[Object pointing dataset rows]
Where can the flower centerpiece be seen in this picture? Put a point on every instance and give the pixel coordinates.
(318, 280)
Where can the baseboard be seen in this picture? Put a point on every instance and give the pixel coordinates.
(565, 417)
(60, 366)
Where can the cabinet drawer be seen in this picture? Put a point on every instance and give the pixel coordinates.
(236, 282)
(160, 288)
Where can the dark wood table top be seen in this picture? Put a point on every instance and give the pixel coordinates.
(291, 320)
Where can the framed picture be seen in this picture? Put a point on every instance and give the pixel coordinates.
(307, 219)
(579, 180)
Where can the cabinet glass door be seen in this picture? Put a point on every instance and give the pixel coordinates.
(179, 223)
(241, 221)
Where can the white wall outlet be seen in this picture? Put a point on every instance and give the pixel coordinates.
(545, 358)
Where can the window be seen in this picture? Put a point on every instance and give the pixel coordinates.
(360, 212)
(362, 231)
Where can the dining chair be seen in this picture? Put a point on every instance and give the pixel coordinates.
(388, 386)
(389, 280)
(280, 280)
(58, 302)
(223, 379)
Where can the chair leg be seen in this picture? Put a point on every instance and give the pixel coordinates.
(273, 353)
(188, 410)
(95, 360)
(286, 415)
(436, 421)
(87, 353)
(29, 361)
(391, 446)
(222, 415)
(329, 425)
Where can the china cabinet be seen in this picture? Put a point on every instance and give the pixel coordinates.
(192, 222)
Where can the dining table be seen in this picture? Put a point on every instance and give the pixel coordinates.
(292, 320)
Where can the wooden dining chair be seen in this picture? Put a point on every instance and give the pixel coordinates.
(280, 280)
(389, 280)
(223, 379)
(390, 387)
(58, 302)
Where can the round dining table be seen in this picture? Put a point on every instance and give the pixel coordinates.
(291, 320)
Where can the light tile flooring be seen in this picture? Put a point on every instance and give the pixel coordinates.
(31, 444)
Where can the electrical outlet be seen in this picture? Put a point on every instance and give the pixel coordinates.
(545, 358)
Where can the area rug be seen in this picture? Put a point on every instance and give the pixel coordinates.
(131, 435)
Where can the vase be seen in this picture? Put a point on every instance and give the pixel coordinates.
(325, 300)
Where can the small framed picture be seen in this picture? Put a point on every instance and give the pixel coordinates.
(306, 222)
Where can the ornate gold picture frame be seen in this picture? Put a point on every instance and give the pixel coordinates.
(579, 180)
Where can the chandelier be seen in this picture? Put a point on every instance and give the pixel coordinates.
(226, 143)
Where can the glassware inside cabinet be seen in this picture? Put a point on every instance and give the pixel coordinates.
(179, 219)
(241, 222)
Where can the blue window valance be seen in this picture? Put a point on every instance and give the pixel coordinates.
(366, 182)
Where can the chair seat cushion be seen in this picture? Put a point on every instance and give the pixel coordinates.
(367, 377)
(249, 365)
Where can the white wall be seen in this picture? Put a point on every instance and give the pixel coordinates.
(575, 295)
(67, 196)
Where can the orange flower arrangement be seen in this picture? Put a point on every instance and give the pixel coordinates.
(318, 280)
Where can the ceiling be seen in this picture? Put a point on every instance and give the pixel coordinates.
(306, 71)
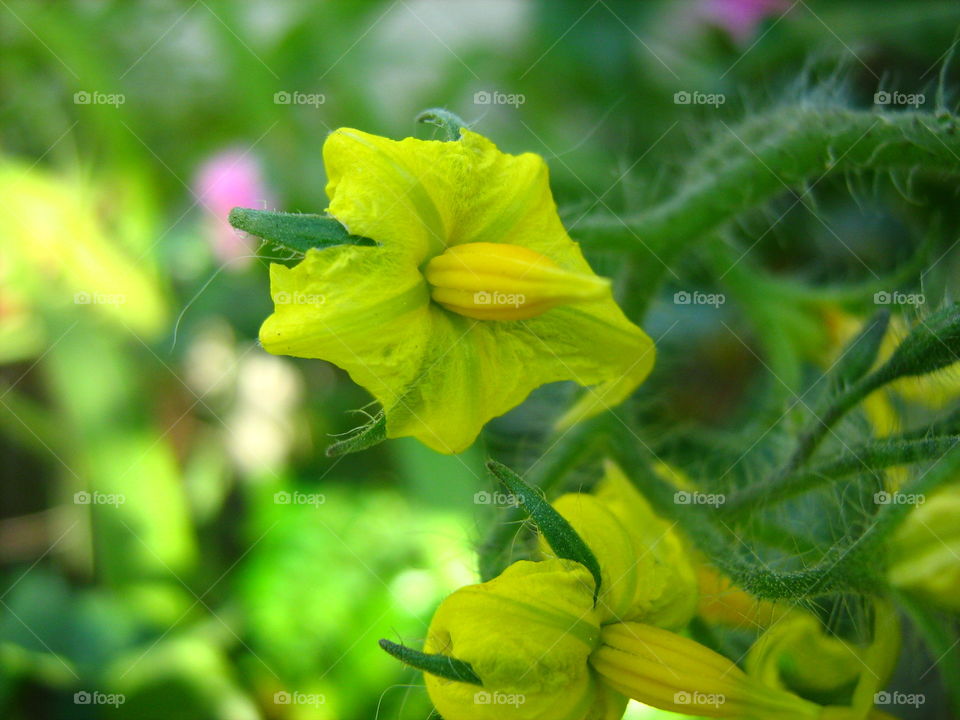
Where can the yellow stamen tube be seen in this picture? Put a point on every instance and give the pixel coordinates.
(671, 672)
(497, 281)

## WORK TO DO:
Print the records above exactly as they stand, but leave out the pictures.

## OUTPUT BELOW:
Where can the flower centerpiece be seen in this picture? Put a point on every instance and give the pixel coordinates.
(318, 280)
Where can the baseboard be seen in this picture? Put a point on every instance and give the pixel coordinates.
(565, 417)
(60, 366)
Where can the cabinet drawer be seen in this picture? Put a point on every instance and give the pixel coordinates.
(236, 282)
(160, 288)
Where can the dark wood table top be seen in this picture? Put a point on every instance and give the pixel coordinates.
(291, 320)
Where can the framed picture be seen in this picture? Put a point on every instance and give the pixel coordinates.
(307, 219)
(579, 180)
Where can the cabinet glass door be seen in this picture? Put a point on every instance and give the pixel coordinates.
(179, 223)
(241, 221)
Where can the white wall outlet be seen in this picture? Put a point on every instance and give the pixel coordinates.
(545, 358)
Where can the window be seen in this picture? Put a point on every instance and give the pixel coordinates.
(360, 212)
(362, 231)
Where can the dining chair be seen in this picture? Put a point on every instance and give the pixel coordinates.
(388, 386)
(389, 280)
(280, 280)
(58, 302)
(223, 379)
Where can the chair leg be seen in this picture? Put a point on every instance and give the pixel coordinates.
(273, 353)
(188, 410)
(95, 360)
(286, 415)
(436, 421)
(87, 353)
(29, 361)
(391, 446)
(222, 415)
(329, 425)
Where can the china cabinet be seen in this picture? Put a point on every instance and give the pixel coordinates.
(192, 222)
Where can the dining table be seen in this picture? Put a point on every instance and give the pixel coordinates.
(292, 320)
Where can the wooden dining chair be seen in this picture? Put a point on every instance and give the pixel coordinates.
(280, 280)
(389, 280)
(223, 379)
(390, 387)
(58, 302)
Where can the round dining table be seen in this picture? Put a point on every instance and give the pixel coordinates.
(291, 320)
Where can the light tile flooring be seen in this picture? Put a point on every instance and give the pixel coordinates.
(31, 444)
Where can the electrical outlet be seen in this picture? Put a point on every instance and give the pixel coordinates.
(545, 358)
Where can the area rug be seen in this picture? Put a point on every instance and give the pixel coordinates.
(131, 435)
Where can the vase be seen in this picture? Put a point on every instance and give the pixel coordinates.
(325, 300)
Where can the small framed picture be seen in this picture? Put a point on every instance and give the pixel coordinates.
(306, 222)
Where can the ornate gold picture frame be seen in this picture? Put a point on every instance and give the pixel coordinates.
(579, 180)
Where can the chandelier be seen in this picture? Put a point on every instance and give the pixel coordinates.
(226, 143)
Where can the glassware inside cabinet be seen in this picture? Put a point on every instance and give the pixel coordinates.
(179, 219)
(241, 222)
Where can the blue window valance be seen in this picture? Put a point on every instance and give the pixel coordinates.
(366, 182)
Where can the chair seat cushion be seen in this picture? Put a point on every instance and give the pixel coordinates.
(367, 377)
(249, 365)
Where can the white wall be seen in this picture? Put a point on every instance and give the pixel coordinates.
(575, 295)
(67, 196)
Where can the orange flower arrangement be seen in this picture? Put a point on every instance and give the pixel coordinates.
(318, 280)
Where can the ceiling be seen in this picture? Put a point on every instance and give the pixel coordinates.
(306, 71)
Where can the yellow stamen tube be seen in this picture? Put a point on every instance and give the pixel coordinates.
(671, 672)
(497, 281)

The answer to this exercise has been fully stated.